#### Problem requirements:
Collect every line of the records that contains the string "window", and treat uppercase and lowercase letters as different.

Excerpts of location labeling data

• • • •

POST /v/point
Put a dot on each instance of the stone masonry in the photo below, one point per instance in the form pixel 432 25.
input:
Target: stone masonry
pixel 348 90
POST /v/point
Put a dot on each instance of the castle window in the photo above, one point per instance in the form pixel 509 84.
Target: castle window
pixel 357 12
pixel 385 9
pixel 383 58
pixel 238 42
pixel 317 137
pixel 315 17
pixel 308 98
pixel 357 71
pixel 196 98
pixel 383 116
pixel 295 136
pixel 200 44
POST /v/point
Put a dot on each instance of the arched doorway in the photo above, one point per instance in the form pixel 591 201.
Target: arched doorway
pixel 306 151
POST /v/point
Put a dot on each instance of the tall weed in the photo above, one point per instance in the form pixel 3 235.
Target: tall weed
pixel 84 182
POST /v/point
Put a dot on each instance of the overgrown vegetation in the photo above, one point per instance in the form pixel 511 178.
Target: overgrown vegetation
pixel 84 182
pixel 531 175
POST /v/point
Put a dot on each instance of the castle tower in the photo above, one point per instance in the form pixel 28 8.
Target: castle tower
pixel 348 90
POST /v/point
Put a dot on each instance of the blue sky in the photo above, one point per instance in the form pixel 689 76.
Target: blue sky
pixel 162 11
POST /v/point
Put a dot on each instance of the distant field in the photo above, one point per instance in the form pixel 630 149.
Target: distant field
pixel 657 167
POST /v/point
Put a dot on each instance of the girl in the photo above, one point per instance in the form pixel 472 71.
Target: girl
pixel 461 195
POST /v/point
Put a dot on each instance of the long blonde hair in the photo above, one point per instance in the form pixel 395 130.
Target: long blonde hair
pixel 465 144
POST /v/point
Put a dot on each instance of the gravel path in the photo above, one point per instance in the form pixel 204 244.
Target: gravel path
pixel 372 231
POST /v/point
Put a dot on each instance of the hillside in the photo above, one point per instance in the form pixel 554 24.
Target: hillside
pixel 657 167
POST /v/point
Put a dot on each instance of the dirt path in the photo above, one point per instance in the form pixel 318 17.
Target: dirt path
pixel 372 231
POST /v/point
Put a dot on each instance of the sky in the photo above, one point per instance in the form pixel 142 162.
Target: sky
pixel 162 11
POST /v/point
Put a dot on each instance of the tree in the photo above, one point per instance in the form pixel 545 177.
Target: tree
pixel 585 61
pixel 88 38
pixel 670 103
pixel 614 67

• • • •

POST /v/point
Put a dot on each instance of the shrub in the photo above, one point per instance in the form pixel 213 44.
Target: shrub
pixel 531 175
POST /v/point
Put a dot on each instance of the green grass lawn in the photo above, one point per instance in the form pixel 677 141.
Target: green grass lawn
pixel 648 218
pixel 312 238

• • • •

#### Worked solution:
Put a dot on each instance of the castle window in the photo above, one point per instance in the form pixel 509 84.
Target: castle window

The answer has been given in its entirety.